#### Texto proporcionado
++++

Al fin. Lo pillé. Aunque sin fiebre ni pérdidas olfativas. Sólo unos mocos de órdago cual infante de primaria y cierto cansancio de falsa senectud. 

Los covidianos vivimos en un tránsito sociolaboral digno de tesis doctoral. «No vayas al trabajo que me lo vas a pegar, pero quédate en casa teletrabajando». La farmacéutica me informa previamente a la compra del consabido test: «si da positivo y no tienes fiebre, vida normal». Normal, y qué es normal, pienso mientras me alejo de la botica. Ayer nos vetan la entrada a mi hijo y a mí en la ortodoncista. «Pero si él no tiene covid». Me siento como un inconsciente alemán mirando el mapa en la curva respondiendo al grito de los cabreados coches mientras le adelantan: «Mí no entenderr». 

Y es que nuestra readaptación mental es más lenta que la rápida transformación de esta bienmutada gripe. El cortisol, padre del miedo, lo fabricamos como churros, pero cuesta un mundo encontrar un vertedero donde desecharlo y reside días y días en nuestro cuerpo en forma de ansiedad. La adaptación a las nuevas tecnologías, al mutante precio de la energía, al cambio climático o a la volatilidad de la bolsa es nuestra eterna tarea y a mayor edad, mayor esclerosis. 

El covid no lo escoges, pero al menos, la perplejidad que me confiere este estado de virusválido se extinguirá en unos días y veré a los próximos griposos con mayor empatía.

++++

#### Sección de datos
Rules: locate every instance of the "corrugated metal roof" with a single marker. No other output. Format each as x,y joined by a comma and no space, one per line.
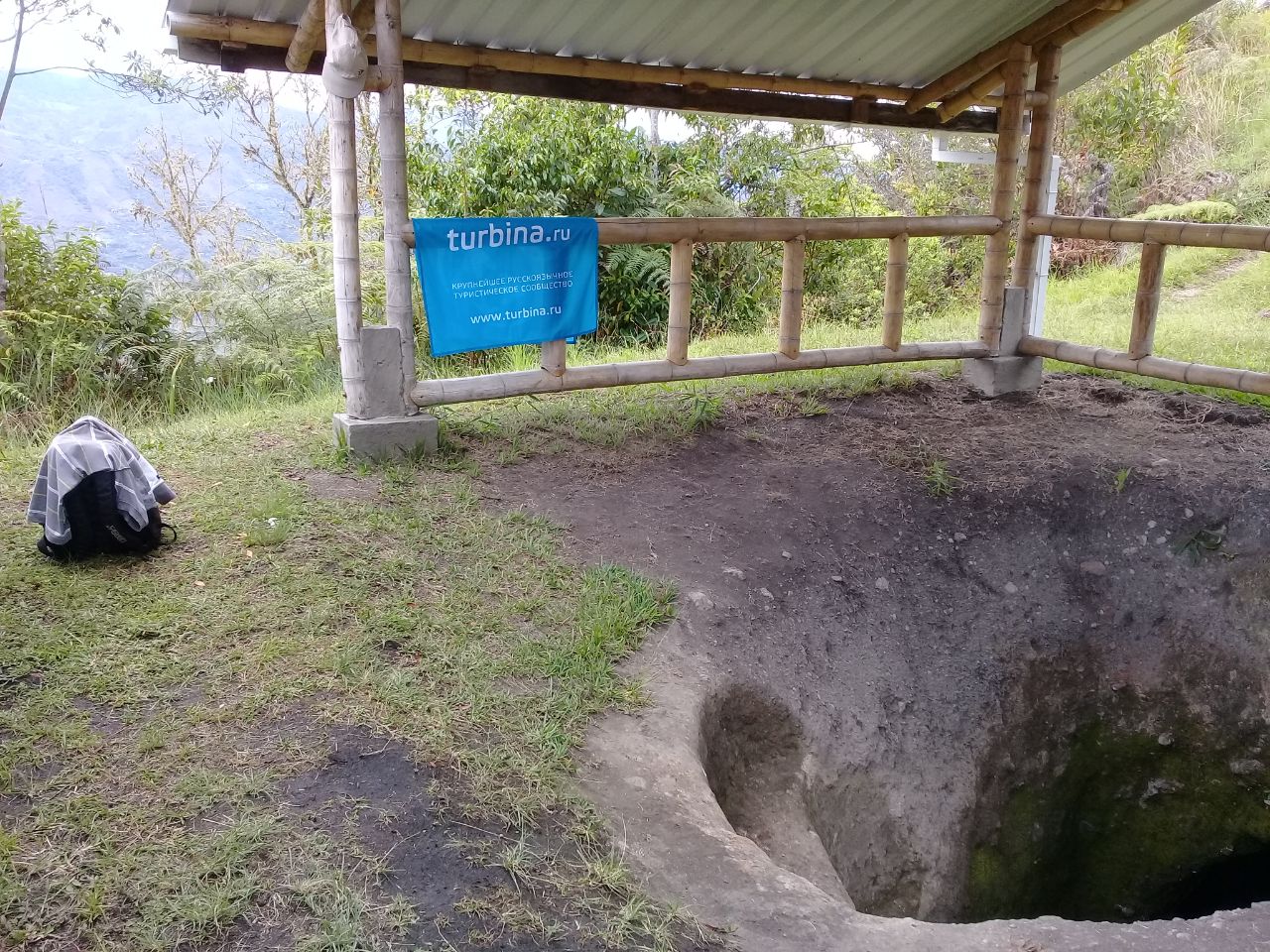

++++

#### El problema
Sustituye «churros» por «buñuelos» en el fragmento de la columna sobre el covid comprendido entre «Y es que nuestra» y «con mayor empatía.», ambos incluidos, y escríbelo de nuevo.

#### Respuesta del ejercicio
Y es que nuestra readaptación mental es más lenta que la rápida transformación de esta bienmutada gripe. El cortisol, padre del miedo, lo fabricamos como buñuelos, pero cuesta un mundo encontrar un vertedero donde desecharlo y reside días y días en nuestro cuerpo en forma de ansiedad. La adaptación a las nuevas tecnologías, al mutante precio de la energía, al cambio climático o a la volatilidad de la bolsa es nuestra eterna tarea y a mayor edad, mayor esclerosis. 

El covid no lo escoges, pero al menos, la perplejidad que me confiere este estado de virusválido se extinguirá en unos días y veré a los próximos griposos con mayor empatía.